Task goal ->
An exact copy of each record is required.

Dataset items
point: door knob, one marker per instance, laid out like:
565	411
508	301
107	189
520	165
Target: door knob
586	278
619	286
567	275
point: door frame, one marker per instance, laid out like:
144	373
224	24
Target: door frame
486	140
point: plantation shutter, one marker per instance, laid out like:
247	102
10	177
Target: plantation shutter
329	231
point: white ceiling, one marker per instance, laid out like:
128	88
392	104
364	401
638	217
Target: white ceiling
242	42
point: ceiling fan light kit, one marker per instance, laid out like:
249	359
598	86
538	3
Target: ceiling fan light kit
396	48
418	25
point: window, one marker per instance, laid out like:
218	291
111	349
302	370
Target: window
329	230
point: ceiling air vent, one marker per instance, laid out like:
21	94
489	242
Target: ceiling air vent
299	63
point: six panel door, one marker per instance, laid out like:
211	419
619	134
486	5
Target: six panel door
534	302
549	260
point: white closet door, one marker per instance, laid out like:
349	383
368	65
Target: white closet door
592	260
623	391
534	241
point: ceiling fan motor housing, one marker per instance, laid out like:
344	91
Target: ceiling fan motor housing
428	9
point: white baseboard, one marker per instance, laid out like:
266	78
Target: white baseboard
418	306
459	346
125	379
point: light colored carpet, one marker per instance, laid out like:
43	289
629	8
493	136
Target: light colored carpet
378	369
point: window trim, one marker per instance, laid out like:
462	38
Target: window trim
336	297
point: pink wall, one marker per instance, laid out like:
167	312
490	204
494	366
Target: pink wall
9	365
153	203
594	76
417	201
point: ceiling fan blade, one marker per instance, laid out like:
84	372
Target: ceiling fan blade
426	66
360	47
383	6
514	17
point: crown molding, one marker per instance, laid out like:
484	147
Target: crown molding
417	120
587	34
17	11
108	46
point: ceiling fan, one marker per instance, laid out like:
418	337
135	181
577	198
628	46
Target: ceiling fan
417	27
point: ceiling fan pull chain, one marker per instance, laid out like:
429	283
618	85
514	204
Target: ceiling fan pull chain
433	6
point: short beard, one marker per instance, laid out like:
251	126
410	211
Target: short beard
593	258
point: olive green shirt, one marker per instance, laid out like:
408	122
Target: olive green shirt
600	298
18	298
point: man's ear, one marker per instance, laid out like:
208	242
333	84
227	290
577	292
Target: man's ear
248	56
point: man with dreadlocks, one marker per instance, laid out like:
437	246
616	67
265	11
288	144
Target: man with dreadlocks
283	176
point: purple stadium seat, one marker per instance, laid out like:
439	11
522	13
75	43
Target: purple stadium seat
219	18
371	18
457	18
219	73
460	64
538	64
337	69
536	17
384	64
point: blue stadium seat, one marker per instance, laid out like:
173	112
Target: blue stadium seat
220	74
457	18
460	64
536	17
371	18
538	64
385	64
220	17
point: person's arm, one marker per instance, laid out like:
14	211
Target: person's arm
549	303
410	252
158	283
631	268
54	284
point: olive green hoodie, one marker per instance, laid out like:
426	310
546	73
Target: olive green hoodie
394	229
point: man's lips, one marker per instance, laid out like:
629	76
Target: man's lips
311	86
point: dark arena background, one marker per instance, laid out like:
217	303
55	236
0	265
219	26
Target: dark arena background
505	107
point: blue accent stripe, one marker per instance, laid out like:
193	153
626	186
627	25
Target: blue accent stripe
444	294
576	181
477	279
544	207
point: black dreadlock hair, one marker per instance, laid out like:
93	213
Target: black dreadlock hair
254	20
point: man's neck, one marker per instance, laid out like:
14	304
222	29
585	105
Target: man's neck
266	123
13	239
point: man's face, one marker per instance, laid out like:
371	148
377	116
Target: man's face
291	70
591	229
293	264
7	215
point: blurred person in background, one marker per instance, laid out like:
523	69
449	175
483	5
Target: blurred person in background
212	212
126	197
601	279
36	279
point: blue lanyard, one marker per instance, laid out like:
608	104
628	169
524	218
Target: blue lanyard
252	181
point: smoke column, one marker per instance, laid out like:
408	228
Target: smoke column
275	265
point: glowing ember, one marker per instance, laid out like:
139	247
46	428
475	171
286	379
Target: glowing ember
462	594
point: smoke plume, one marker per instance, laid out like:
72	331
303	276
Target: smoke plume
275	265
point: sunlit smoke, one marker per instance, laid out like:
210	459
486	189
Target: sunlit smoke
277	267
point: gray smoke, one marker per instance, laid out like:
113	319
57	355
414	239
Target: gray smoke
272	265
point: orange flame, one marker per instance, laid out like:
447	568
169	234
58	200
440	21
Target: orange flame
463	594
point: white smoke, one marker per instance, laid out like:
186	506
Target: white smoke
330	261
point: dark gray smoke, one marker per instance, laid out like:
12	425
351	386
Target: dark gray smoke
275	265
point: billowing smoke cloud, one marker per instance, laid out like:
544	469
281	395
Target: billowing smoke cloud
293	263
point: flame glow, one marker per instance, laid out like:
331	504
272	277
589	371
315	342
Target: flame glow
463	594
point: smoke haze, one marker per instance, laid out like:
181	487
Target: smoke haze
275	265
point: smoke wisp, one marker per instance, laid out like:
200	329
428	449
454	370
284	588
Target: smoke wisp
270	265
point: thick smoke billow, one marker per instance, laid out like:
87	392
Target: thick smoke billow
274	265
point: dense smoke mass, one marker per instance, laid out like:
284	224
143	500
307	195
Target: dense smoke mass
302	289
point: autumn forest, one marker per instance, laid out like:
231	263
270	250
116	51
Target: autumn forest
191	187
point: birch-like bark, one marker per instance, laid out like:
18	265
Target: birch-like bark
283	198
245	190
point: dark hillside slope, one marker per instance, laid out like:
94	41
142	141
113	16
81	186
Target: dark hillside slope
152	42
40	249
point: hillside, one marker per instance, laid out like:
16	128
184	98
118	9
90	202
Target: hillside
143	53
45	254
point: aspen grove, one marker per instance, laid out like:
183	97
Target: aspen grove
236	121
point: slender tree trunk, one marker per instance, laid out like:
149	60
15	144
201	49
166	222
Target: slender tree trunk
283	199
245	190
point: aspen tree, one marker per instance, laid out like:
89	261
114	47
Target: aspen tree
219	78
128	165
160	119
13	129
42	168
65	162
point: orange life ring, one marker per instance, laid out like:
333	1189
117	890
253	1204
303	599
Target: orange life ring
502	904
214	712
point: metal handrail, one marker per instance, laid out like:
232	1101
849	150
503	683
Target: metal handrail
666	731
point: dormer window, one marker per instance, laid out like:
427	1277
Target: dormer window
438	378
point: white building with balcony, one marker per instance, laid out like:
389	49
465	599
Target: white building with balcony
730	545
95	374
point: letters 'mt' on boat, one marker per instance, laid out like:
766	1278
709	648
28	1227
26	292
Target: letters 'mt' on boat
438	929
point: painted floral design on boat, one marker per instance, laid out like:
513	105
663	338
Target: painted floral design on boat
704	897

Exercise output ->
point: door knob, one marker per instance, laid out like:
565	411
508	301
107	189
520	165
Target: door knob
586	278
619	286
567	275
point: door frame, one marker per instance, laid out like:
144	373
224	24
Target: door frame
486	140
point: plantation shutter, one marker per instance, laid out like:
247	102
10	177
Target: plantation shutter
329	231
point: white ceiling, one marker per instance, laid out like:
128	88
392	104
364	401
638	217
Target: white ceiling
242	42
point: ceiling fan light kit, one marker per instance, laid out like:
249	359
598	86
538	3
Target: ceiling fan light kit
396	48
418	25
point: window, one marker per instance, laid out like:
218	291
111	349
302	370
Target: window
329	230
point: ceiling air vent, one marker per instance, laid out like:
21	94
489	242
Target: ceiling air vent
299	63
point: six panel door, one marker per instance, laid out like:
211	419
619	134
486	5
Target: six panel door
534	302
549	260
point: white closet door, one marker per instance, laid out like:
349	383
368	65
Target: white closet door
592	260
623	391
534	241
point: ceiling fan motor housing, one marker per instance, laid out like:
344	91
Target: ceiling fan motor housing
428	9
point: white baseboard, one marker per instance, laid out like:
266	78
Target: white baseboard
418	306
459	346
125	379
point: light colored carpet, one marker per instance, laid out like:
43	289
629	8
493	136
Target: light colored carpet
378	369
point: window trim, one marker per instance, laid out like:
462	38
Target: window trim
336	297
point: pink wall, one marker per instance, laid out like:
167	312
490	204
494	366
Target: pink wall
9	365
153	203
594	76
417	201
point: ceiling fan blade, one marker per instance, laid out like:
84	372
Target: ceiling fan blade
426	66
360	47
383	6
514	17
point: crown molding, one marker per instance, laid out like:
484	147
Target: crown molding
417	120
587	34
17	11
108	46
point: ceiling fan, one marker per instance, laid out like:
418	337
135	181
577	198
628	46
Target: ceiling fan
417	27
point: ceiling fan pull chain, one marker per instance, laid out like:
429	283
618	85
514	204
Target: ceiling fan pull chain
433	6
point: short beard, one marker per instance, laid out like:
251	126
410	211
Target: short beard
593	258
point: olive green shirt, one marker per instance, laid out like:
408	122
Target: olive green shirt
600	298
18	298
point: man's ear, one marker per instance, laid out like:
208	242
333	84
227	290
577	292
Target: man's ear
248	56
point: man with dreadlocks, one marker per instance, laid out like:
437	246
616	67
265	11
288	144
Target: man with dreadlocks
283	176
point: purple stadium seat, one marker per instance, laid out like:
439	11
522	13
75	43
Target: purple stadium seat
219	18
371	18
457	18
219	73
460	64
538	64
337	69
536	17
384	64
point: blue stadium seat, one marker per instance, laid out like:
173	112
Target: blue stadium seat
220	74
457	18
460	64
536	17
371	18
538	64
385	64
220	17
point: person's arm, one marker per instance, laid out like:
14	211
Target: person's arm
549	303
410	252
158	283
631	268
54	284
point: olive green hoodie, one marker per instance, laid out like:
426	310
546	73
Target: olive green hoodie
394	229
point: man's lips, one marker per instance, laid out like:
629	76
Target: man's lips
311	86
point: dark arena background, one marker per instance, laid out like:
217	303
55	236
0	265
219	26
Target: dark arena background
505	107
point: blue accent stripe, one marker per instance, laid out like:
193	153
626	186
627	25
Target: blue accent stripe
444	294
576	181
477	279
544	207
point: black dreadlock hair, one marker per instance, laid out like:
93	213
Target: black dreadlock hair
254	20
point: man's neck, one marker per instance, laid out like:
14	304
222	29
585	105
Target: man's neck
266	123
13	239
point: man's face, one marker per instance, laid out like:
371	148
377	116
Target: man's face
291	70
591	229
293	264
7	215
point: blurred person in background, one marker per instance, laid out like:
523	69
449	175
483	5
Target: blurred person in background
212	212
126	197
601	279
36	279
point: blue lanyard, one marker per instance, laid out like:
608	104
628	169
524	218
Target: blue lanyard
252	181
point: smoke column, one marker per instance, laid out like:
408	228
Target: smoke column
275	265
point: glowing ember, one marker per instance, laid out like:
139	247
46	428
475	171
286	379
Target: glowing ember
462	594
point: smoke plume, one marker per instance, laid out like:
72	331
303	276
Target: smoke plume
275	265
point: sunlit smoke, one marker per instance, laid out like:
210	459
486	189
Target: sunlit smoke
277	267
point: gray smoke, one marker per instance, laid out like:
113	319
57	355
414	239
Target: gray smoke
272	265
point: orange flame, one marker per instance, laid out like:
447	568
169	234
58	200
440	21
Target: orange flame
463	594
point: white smoke, one marker per instance, laid out like:
186	506
Target: white smoke
330	261
point: dark gray smoke, one marker per instance, laid out like:
12	425
351	386
Target: dark gray smoke
275	265
point: billowing smoke cloud, one marker per instance, laid out like:
544	469
281	395
Target: billowing smoke cloud
293	263
point: flame glow, one marker per instance, laid out like:
331	504
272	277
589	371
315	342
Target: flame glow
463	594
point: smoke haze, one marker per instance, laid out like:
181	487
Target: smoke haze
275	265
point: smoke wisp, one marker per instance, laid out like:
200	329
428	449
454	370
284	588
Target: smoke wisp
270	265
point: thick smoke billow, one marker per instance, laid out like:
87	392
Target: thick smoke billow
274	265
point: dense smoke mass, one marker per instance, laid out like:
284	224
143	500
307	195
Target: dense smoke mass
302	289
point: autumn forest, one marker per instance, laid out like:
231	263
270	250
116	51
Target: autumn forest
191	187
point: birch-like bark, one marker per instance, laid out like:
18	265
Target: birch-like bark
283	198
245	190
point: dark hillside slope, one marker per instance, laid out like:
94	41
142	141
113	16
81	186
Target: dark hillside slope
152	42
40	249
point: hillside, one marker per instance, laid out like:
16	128
184	98
118	9
90	202
Target: hillside
143	53
45	254
point: aspen grove, one marker per instance, laid out like:
183	97
Target: aspen grove
236	121
point: slender tree trunk, one marker per instance, laid out like:
149	60
15	144
201	49
166	222
Target: slender tree trunk
283	199
245	190
point: aspen tree, one marker per instance, laid out like:
89	261
114	47
Target: aspen tree
219	78
128	165
160	119
13	129
42	168
65	162
point: orange life ring, one marker per instance, laid out like:
333	1189
117	890
253	1204
303	599
Target: orange life ring
502	904
214	712
point: metal handrail, one marker per instance, laid out like:
232	1101
849	150
503	683
Target: metal handrail
666	731
point: dormer window, one marker per instance, laid out like:
427	1277
Target: dormer window
438	378
point: white building with balcony, one marker per instance, laid out like:
389	49
465	599
Target: white building with balcony
730	545
95	374
point: letters 'mt' on boat, one marker per instance, laid out like:
766	1278
709	648
28	1227
26	292
Target: letters 'mt' on boat
438	929
point: painted floral design on boat, one marker per instance, laid out like:
513	105
663	338
Target: painted floral design on boat
704	897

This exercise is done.